§ **Exercise aim**: Could you collect every line in the entries below that contains the word "green", copying each one in full?

§ **Material for the task**:
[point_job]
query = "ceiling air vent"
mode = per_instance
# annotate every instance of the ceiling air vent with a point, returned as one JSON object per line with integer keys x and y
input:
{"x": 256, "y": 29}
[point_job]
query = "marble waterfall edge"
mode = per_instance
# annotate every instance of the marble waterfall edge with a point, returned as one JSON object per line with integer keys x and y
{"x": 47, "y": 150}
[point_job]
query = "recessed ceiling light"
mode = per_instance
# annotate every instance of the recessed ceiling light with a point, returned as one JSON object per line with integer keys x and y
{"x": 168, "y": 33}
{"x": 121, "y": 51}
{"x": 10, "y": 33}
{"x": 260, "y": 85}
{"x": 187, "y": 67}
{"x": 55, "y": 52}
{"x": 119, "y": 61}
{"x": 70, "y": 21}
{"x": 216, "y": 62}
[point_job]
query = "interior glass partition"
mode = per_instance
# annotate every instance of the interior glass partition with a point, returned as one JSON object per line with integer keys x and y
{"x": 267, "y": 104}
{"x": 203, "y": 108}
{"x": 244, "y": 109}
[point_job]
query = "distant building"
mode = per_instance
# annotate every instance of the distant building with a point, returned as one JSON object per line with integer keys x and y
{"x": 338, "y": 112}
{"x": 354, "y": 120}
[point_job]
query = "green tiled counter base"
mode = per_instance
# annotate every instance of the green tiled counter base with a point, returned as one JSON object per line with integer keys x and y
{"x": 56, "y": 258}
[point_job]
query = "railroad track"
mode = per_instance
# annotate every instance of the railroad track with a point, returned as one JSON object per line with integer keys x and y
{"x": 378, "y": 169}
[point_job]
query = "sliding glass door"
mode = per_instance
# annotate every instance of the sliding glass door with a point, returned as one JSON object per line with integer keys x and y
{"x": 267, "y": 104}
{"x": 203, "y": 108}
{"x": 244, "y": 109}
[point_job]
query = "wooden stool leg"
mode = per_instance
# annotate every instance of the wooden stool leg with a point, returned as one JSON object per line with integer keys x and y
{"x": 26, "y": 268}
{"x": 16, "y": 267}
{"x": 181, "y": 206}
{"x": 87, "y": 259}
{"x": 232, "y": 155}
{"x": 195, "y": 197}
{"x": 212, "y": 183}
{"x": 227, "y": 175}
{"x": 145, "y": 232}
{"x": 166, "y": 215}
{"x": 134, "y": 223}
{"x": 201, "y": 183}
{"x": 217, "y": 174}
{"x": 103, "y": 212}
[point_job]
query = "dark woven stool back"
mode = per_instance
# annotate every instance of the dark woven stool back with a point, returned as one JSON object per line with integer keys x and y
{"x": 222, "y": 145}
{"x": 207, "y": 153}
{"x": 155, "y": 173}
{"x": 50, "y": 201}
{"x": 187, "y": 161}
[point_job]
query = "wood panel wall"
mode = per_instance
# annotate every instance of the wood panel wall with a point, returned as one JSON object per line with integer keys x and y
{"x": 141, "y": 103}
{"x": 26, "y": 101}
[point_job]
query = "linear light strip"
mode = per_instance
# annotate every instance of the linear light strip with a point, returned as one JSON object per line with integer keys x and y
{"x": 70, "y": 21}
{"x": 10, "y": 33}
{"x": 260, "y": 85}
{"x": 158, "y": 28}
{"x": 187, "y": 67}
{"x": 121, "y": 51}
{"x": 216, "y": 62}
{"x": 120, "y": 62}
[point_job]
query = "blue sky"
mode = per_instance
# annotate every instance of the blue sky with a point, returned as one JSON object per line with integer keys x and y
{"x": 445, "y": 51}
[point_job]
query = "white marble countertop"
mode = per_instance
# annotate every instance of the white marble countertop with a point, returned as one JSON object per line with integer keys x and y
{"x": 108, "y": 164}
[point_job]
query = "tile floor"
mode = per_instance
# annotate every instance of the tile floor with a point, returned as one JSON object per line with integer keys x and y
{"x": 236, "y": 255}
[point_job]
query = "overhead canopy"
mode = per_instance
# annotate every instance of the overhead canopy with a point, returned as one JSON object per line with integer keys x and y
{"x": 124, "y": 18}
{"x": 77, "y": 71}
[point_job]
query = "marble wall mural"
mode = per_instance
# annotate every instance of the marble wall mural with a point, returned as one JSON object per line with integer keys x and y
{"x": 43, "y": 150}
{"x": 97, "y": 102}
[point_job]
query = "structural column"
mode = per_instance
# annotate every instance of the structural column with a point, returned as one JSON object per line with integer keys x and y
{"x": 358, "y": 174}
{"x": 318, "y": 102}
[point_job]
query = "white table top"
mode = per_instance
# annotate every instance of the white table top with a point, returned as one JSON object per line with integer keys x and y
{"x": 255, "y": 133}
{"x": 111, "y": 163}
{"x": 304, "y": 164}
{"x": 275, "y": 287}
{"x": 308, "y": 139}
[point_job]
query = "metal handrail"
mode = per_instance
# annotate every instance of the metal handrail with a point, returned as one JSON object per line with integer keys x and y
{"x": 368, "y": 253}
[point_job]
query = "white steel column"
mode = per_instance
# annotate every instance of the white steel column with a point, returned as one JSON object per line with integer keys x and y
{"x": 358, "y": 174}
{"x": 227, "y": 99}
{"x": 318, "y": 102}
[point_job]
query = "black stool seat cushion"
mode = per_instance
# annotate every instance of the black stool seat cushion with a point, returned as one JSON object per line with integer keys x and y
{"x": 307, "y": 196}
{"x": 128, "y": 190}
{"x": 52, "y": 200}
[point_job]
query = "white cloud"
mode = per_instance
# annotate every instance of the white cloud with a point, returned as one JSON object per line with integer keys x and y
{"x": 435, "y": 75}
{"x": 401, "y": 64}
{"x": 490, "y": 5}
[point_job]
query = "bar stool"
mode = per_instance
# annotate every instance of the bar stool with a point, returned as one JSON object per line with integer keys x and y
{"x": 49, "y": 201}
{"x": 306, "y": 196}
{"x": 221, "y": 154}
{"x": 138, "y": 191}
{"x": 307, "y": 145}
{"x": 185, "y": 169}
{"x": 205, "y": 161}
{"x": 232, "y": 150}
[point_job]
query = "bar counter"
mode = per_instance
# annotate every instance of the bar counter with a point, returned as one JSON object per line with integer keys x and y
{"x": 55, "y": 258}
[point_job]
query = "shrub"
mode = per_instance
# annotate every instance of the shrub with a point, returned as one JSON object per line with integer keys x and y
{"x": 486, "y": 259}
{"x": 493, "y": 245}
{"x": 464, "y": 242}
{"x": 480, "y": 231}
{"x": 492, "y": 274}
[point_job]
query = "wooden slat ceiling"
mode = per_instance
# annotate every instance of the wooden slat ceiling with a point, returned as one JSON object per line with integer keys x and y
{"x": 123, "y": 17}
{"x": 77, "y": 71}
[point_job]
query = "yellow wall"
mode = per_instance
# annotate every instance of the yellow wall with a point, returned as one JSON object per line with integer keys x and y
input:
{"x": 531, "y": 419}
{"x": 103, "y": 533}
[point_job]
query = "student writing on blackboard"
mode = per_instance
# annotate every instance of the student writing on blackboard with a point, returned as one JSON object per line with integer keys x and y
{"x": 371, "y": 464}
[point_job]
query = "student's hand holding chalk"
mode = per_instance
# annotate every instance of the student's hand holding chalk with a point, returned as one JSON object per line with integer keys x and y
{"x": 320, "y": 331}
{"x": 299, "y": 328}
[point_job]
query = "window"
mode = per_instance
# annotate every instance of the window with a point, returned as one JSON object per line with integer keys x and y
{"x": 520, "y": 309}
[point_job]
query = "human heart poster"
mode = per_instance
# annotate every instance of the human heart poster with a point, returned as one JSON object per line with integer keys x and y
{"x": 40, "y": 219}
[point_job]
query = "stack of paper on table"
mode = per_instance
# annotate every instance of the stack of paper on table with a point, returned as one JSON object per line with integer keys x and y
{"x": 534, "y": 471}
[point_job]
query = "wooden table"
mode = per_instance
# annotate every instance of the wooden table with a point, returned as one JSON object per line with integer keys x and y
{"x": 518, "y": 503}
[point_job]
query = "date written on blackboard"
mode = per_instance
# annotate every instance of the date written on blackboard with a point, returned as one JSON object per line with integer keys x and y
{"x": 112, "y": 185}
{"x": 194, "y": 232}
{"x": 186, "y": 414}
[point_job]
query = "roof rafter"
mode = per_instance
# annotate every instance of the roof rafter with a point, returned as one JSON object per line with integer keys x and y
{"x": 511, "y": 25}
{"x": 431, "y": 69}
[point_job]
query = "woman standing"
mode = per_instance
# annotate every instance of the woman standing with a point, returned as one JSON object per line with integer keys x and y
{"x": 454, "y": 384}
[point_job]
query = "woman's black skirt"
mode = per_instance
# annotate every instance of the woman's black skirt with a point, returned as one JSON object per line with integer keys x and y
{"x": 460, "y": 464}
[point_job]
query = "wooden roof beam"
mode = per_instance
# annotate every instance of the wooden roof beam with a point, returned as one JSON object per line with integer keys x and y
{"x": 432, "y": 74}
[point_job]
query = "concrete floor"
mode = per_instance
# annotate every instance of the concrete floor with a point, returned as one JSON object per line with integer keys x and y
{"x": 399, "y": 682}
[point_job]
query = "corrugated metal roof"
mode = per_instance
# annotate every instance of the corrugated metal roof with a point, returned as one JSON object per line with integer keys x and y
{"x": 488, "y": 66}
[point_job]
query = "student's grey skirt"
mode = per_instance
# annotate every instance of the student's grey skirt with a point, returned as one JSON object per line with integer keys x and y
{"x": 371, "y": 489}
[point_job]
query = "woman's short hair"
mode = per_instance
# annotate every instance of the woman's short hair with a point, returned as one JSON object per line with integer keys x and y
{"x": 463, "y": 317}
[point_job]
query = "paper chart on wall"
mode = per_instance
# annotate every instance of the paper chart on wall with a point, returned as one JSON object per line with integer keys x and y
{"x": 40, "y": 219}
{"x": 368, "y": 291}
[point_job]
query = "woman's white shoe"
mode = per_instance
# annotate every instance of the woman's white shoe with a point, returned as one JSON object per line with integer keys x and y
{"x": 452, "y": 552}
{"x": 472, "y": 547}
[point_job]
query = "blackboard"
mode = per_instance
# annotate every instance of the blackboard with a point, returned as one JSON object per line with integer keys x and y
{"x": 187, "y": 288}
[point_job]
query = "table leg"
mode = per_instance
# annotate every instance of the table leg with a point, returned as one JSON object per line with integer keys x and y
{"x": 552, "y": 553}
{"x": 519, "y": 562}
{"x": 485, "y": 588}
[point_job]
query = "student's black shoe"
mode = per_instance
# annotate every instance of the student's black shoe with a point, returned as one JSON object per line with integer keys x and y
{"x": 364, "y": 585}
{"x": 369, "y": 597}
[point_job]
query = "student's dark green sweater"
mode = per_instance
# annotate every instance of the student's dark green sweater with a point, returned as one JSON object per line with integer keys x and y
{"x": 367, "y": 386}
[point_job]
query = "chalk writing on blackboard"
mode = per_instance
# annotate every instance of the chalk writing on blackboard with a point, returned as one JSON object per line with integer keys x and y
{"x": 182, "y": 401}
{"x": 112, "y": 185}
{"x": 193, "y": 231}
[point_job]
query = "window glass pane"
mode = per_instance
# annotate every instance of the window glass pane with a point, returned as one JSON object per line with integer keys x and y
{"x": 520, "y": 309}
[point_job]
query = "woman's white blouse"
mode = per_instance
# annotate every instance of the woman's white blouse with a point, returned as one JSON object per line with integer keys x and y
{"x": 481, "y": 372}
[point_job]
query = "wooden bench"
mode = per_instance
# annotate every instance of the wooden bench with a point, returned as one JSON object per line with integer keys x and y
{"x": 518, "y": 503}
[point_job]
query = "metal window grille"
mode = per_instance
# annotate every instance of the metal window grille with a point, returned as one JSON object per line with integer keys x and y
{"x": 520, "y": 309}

§ **Full output**:
query = "green tiled counter base"
# annotate every instance of the green tiled counter base with a point, returned as one JSON object per line with integer keys x and y
query = "student's dark green sweater"
# annotate every instance of the student's dark green sweater with a point, returned as one JSON object per line with integer keys x and y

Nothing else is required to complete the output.